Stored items
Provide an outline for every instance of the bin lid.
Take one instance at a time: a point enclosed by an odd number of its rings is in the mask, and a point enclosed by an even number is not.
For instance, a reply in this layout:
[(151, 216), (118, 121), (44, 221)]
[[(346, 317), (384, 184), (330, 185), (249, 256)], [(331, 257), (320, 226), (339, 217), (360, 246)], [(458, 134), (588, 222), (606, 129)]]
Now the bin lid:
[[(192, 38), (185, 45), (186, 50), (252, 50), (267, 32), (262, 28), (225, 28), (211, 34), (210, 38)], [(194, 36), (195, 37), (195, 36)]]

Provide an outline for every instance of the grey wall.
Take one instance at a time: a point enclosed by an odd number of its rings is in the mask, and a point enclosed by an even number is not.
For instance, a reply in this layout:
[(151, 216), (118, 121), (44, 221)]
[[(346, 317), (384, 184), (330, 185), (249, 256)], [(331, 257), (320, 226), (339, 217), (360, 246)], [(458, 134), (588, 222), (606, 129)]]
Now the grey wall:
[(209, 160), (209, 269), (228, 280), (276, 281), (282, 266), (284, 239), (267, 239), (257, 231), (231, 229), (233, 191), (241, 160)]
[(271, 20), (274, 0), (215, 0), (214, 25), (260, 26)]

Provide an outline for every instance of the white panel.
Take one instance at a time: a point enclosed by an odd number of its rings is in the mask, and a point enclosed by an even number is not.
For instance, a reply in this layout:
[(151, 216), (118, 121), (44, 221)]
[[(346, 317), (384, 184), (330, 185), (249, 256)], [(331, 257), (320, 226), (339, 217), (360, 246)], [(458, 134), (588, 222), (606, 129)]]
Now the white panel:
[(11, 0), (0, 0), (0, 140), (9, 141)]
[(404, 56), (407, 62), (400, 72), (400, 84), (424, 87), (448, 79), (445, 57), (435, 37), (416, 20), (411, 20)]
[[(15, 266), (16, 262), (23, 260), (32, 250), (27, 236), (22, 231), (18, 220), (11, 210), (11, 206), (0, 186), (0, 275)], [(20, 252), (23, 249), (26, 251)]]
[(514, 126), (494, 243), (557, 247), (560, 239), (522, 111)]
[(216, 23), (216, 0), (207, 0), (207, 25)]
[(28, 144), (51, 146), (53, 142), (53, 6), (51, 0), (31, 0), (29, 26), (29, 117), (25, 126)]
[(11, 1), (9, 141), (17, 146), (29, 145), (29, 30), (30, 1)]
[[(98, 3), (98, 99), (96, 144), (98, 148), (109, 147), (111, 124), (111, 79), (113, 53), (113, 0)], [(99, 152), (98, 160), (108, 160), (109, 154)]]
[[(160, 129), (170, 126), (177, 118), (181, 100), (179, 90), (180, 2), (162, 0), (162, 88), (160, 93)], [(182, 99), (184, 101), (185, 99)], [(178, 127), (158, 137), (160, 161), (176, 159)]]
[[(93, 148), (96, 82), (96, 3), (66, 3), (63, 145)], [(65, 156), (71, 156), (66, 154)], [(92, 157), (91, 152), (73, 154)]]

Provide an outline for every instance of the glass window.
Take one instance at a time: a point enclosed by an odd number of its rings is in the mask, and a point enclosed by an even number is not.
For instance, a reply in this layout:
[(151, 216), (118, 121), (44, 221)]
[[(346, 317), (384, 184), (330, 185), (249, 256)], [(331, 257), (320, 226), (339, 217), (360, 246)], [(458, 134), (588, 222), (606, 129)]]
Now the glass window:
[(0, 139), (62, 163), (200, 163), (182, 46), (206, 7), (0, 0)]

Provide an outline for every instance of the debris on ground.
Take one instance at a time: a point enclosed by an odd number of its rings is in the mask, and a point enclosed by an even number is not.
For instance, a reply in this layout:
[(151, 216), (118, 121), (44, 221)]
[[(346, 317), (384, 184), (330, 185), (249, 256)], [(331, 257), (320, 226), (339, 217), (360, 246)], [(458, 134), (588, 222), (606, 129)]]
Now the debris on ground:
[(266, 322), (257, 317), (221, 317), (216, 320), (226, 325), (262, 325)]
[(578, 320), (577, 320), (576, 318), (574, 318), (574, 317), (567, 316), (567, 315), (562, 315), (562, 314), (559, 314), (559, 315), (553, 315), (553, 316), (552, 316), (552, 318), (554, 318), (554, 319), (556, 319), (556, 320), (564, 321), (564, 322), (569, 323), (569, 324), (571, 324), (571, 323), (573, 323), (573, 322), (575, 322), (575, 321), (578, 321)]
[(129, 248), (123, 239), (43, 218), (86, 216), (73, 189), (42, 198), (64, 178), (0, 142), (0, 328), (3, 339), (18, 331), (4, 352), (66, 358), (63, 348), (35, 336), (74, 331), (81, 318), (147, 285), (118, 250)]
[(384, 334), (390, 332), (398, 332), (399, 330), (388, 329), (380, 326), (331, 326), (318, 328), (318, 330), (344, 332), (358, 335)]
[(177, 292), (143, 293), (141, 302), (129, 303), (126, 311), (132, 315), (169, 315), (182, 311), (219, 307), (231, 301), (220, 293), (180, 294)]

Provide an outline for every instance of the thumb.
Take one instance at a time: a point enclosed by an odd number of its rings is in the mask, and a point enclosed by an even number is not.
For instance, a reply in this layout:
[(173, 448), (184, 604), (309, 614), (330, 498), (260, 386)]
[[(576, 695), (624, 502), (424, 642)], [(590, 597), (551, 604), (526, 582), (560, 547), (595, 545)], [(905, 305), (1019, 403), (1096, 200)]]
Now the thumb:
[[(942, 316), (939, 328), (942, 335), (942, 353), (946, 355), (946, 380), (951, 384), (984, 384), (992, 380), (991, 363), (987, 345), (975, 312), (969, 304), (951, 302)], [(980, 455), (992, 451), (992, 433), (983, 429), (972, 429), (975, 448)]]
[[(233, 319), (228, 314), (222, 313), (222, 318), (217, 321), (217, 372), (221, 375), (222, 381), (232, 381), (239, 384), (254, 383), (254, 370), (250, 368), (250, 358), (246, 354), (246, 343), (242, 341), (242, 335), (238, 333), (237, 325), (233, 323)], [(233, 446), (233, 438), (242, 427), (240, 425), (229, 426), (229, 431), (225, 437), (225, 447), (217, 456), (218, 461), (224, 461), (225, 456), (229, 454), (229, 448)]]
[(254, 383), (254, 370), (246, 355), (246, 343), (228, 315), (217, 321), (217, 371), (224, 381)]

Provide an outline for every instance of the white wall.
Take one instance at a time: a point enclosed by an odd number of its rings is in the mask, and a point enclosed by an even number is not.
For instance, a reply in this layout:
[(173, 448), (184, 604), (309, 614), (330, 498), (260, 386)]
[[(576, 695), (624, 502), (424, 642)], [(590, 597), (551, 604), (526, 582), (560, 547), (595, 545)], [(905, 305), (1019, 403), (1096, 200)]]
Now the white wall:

> _Task brief_:
Isolate the lines above that contain the word "Provide" and copy them.

> _Task output_:
Provide an outline for every instance of the bin lid.
Provide an outline for every instance of the grey wall.
Provide an outline for every instance of the white panel.
Provide an outline for every instance of the glass window.
Provide an outline for every instance of the debris on ground.
Provide an outline for every instance of the thumb.
Provide an outline for every instance of the white wall.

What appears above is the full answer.